### Task set
**1.** From the review of The Brides of Dracula, reproduce the part that opens with the words "Terence Fisher directed" and closes with "is positively captivating!", switching "Hammer Film Productions" to "Hammer Studios".
**2.** Summarize the review of The Brides of Dracula in two sentences.

### Provided passage
========================================
THE BRIDES OF DRACULA (1960) – The Dungeon Review!
Terence Fisher directed several films for Hammer Film Productions. Most of the titles Fisher directed were during Hammer’s heyday in the 1950’s and 1960’s and are some of the studio’s best. Among his outstanding entries are The Curse of Frankenstein, Dracula, The Hound of the Baskervilles, The Mummy, The Curse of the Werewolf, The Gorgon and The Devil Rides Out. The Devil Rides Out is without a doubt, one of my favourite Hammer films of all time. I contributed a review for The Devil Rides Out to friend of the dungeon Basement Scream’s feature “Six Weeks of Satan” (to read the review click here). Terence Fisher directs The Brides of Dracula with stylish flare and a touch of sexy and the result is positively captivating!
Marianne Danielle has travelled a long distance by carriage to take a position as a teacher in an all girl’s boarding school. Along her travels the carriage driver stops at an inn and leaves Marianne to fend for herself. She is befriended by the Baroness Meinster who invites her to stay at the family estate. The Baroness’ it turns out has a son who she is keeping hidden from the townsfolk. The Baroness does not divulge to Marianne why she is imprisoning her own son only that there is a very good reason for doing so. When Marianne meets the Baron he appears to be ready to jump from the balcony to his death. She comes running to him only to discover he is in chains. The charming and handsome Baron paints a very different picture for Marianne of the reasons he is imprisoned in his own home. Falling for him instantly Marianne rushes to find the key that will unlock his chains. Marianne has no idea the evil she has unleashed, but she soon will.
Despite the lack of Dracula himself, The Brides of Dracula is a sequel of sorts. While Christopher Lee is absent the always excellent Peter Cushing is back as Dr J. Van Helsing. The performances are perfect by the entire cast. Our lovely Teacher Marianne is played by Yvonne Monlaur who is downright adorable. It is she who unleashes the naughty Baron Meinster played with devilish mischief by David Peel. Under the guise of a romantic gesture the Baron lures himself females to grow his vampire army. One of my favourite characters is Greta. Greta was charged to care for the Baron by his mother insuring he stay hidden, tethered and fed. Greta cackles madly at the discovery the Baron has been freed, and fulfills her duties as his human servant. Greta aids with such grim tasks as helping new vamps claw their way out of their coffins! Freda Jackson is fantastic as Greta creating a character that is both amusing and spooky. The icy Baroness Meinster is conflicted and realizes her decision to keep her son alive is a dangerous and foolish one. Marita Hunt plays the Baroness with sophistication and confidence and an air of self importance. There is no mistaking that she is indeed “the Baroness”. Last and certainly not least is the wonderful Peter Cushing. The serious and efficient Mr. Van Helsing can also show sensitivity and concern when necessary. Peter Cushing brings the perfect balance to the role creating a Van Helsing that is both very likable and credible. Cushing would reprise his role as Van Helsing for Hammer several more times after this.
========================================
### Data section
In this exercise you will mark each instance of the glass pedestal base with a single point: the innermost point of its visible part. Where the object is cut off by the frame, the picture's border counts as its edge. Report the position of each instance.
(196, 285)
========================================
### Outputs by task
**1.**
Terence Fisher directed several films for Hammer Studios. Most of the titles Fisher directed were during Hammer’s heyday in the 1950’s and 1960’s and are some of the studio’s best. Among his outstanding entries are The Curse of Frankenstein, Dracula, The Hound of the Baskervilles, The Mummy, The Curse of the Werewolf, The Gorgon and The Devil Rides Out. The Devil Rides Out is without a doubt, one of my favourite Hammer films of all time. I contributed a review for The Devil Rides Out to friend of the dungeon Basement Scream’s feature “Six Weeks of Satan” (to read the review click here). Terence Fisher directs The Brides of Dracula with stylish flare and a touch of sexy and the result is positively captivating!

**2.** Terence Fisher directs The Brides of Dracula, in which the teacher Marianne Danielle frees the chained Baron Meinster, kept hidden by his mother, and so unleashes an evil she does not suspect. The review praises the whole cast, singling out Yvonne Monlaur, David Peel, Freda Jackson, Marita Hunt and Peter Cushing, who returns as Van Helsing in this sequel of sorts without Dracula himself.